Assigned task: All lines holding the word "black" in the listing below need to be copied.

START Data section

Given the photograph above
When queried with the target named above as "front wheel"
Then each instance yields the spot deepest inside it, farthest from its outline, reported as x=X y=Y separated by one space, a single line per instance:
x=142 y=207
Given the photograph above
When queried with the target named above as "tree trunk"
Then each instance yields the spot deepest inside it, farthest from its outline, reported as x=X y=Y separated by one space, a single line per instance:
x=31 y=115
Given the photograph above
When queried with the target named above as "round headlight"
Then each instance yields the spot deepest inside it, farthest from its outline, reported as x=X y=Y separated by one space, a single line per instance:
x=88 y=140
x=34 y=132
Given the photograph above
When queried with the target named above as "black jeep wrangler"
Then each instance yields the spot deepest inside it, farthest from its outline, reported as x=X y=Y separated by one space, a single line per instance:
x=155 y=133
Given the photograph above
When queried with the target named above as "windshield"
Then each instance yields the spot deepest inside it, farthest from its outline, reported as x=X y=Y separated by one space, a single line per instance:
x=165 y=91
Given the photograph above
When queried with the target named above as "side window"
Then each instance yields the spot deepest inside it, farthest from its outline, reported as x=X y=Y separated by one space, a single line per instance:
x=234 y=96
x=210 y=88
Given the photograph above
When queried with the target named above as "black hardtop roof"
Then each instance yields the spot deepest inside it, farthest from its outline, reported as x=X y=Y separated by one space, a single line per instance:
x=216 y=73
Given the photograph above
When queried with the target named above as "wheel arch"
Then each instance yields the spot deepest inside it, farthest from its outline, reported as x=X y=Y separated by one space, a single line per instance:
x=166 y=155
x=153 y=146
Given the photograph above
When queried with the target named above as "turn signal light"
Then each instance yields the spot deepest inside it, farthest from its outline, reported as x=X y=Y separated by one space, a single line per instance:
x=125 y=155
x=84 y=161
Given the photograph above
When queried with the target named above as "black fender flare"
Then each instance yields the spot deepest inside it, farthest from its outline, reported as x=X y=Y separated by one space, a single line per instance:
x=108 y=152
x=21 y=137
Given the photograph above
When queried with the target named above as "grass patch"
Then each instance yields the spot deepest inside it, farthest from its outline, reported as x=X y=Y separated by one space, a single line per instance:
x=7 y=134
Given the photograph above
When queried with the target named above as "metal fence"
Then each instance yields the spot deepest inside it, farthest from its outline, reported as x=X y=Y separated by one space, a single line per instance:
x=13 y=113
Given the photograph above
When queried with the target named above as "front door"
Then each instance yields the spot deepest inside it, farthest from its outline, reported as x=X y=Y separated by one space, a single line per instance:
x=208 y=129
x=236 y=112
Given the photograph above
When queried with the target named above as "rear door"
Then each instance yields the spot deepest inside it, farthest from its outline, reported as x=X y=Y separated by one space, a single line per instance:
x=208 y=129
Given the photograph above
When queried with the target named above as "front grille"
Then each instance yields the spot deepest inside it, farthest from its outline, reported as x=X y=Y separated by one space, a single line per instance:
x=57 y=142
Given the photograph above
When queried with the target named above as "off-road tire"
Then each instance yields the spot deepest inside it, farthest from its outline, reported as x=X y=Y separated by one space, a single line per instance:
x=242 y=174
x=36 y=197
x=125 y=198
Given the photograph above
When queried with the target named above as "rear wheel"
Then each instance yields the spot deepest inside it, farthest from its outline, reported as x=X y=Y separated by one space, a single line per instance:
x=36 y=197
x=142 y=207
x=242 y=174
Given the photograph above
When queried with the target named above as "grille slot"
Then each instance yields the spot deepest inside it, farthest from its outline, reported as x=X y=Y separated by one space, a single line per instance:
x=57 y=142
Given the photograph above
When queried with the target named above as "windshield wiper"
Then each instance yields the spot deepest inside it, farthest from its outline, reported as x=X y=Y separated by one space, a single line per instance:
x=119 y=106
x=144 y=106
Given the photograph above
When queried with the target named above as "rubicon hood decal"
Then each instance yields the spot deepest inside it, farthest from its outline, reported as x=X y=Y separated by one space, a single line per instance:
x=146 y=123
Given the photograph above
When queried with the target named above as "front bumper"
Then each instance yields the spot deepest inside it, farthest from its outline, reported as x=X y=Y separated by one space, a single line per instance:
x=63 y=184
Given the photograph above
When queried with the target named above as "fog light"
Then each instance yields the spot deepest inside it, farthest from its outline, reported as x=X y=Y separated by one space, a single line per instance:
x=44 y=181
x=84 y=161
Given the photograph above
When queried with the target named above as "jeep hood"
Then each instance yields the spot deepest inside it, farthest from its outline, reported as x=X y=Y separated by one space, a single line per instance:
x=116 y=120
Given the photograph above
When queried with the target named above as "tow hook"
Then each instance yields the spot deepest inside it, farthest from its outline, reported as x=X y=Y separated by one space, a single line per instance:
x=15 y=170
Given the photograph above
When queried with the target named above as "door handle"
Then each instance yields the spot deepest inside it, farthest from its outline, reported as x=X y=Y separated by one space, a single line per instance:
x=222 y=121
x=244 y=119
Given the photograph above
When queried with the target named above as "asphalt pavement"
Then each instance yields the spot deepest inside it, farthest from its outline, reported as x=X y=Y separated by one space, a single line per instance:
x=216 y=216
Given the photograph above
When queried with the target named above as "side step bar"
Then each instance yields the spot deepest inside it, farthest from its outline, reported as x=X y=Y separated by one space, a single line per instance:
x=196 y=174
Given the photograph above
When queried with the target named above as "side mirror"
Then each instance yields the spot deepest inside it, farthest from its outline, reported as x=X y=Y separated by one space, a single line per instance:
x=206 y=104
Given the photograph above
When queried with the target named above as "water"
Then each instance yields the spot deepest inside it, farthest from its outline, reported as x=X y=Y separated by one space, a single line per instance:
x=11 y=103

END Data section
START Data section

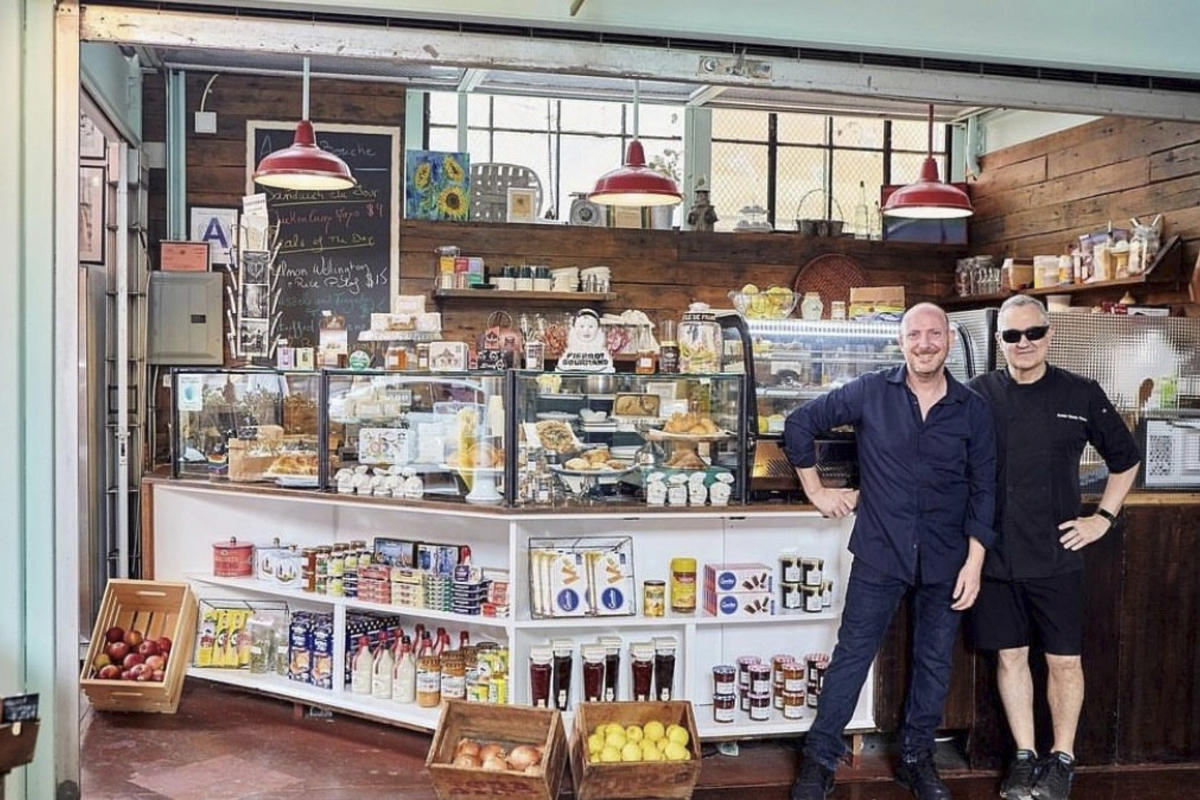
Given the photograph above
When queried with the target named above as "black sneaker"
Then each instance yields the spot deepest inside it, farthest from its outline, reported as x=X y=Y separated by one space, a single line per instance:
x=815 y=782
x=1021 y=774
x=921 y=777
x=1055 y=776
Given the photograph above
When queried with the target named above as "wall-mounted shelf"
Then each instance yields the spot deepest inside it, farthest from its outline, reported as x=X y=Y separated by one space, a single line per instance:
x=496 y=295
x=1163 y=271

END Data section
START Data section

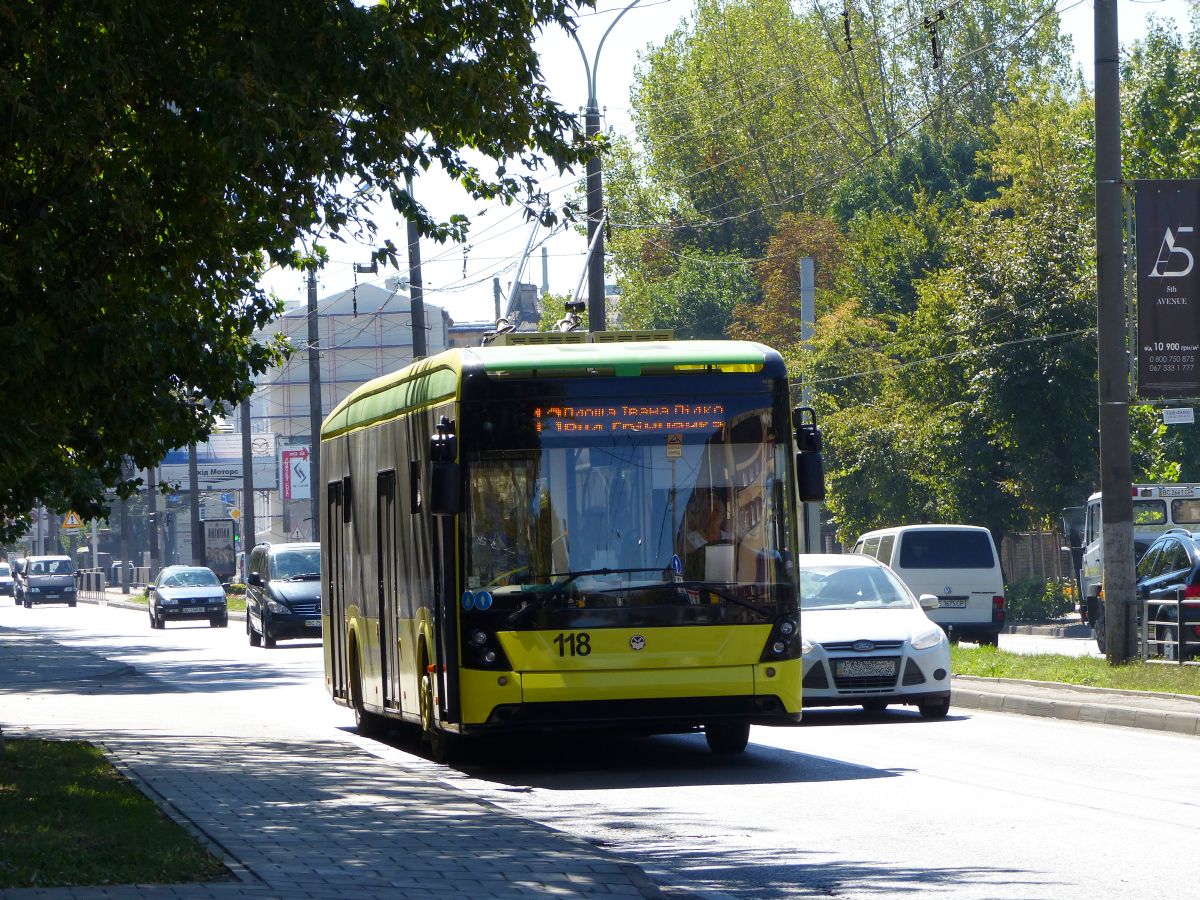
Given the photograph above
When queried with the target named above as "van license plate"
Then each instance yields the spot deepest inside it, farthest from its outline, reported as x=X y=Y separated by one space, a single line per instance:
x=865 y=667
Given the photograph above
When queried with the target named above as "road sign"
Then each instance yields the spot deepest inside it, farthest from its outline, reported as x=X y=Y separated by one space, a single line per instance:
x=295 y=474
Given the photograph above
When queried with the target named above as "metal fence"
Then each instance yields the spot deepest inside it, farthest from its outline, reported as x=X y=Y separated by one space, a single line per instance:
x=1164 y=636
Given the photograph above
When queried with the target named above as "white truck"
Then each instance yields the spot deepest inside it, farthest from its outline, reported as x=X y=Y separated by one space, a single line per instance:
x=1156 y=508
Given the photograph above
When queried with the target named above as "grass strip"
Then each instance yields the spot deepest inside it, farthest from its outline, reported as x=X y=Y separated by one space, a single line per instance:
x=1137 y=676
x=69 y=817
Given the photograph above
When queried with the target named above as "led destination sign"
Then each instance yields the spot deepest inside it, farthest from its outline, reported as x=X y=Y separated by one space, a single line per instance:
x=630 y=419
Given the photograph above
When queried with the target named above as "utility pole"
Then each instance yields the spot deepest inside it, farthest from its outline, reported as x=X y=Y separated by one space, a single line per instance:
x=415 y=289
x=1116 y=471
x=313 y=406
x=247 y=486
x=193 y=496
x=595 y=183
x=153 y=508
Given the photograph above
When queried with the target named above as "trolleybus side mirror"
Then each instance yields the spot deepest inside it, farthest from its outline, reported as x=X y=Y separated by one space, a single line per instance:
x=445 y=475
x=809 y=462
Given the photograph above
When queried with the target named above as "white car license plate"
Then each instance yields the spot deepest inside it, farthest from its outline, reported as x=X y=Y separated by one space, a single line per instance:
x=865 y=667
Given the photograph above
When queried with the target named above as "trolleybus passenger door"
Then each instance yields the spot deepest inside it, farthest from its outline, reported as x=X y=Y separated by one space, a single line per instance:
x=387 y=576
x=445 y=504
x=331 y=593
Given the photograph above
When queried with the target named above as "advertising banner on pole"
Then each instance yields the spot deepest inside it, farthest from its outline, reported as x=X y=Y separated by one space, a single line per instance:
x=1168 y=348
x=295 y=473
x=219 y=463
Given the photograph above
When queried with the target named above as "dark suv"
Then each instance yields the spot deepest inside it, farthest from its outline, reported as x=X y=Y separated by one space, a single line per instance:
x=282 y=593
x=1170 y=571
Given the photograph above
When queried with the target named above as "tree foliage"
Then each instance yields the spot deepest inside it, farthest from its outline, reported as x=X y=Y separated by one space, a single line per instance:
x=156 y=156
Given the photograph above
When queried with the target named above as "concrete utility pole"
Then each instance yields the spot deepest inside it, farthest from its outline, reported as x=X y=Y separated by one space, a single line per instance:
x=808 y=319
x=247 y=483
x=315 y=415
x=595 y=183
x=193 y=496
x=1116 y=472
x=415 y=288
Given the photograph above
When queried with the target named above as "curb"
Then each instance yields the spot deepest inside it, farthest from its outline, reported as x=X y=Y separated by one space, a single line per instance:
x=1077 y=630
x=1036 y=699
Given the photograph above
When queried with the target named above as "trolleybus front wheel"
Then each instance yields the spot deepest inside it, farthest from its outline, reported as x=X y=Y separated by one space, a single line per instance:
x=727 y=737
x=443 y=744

END Data section

Worked solution:
When queried with the target named above as "black jeep wrangler"
When queried with the target named above as "black hardtop roof"
When queried with the target named above as "black fender flare"
When queried with the target named above as "black sneaker"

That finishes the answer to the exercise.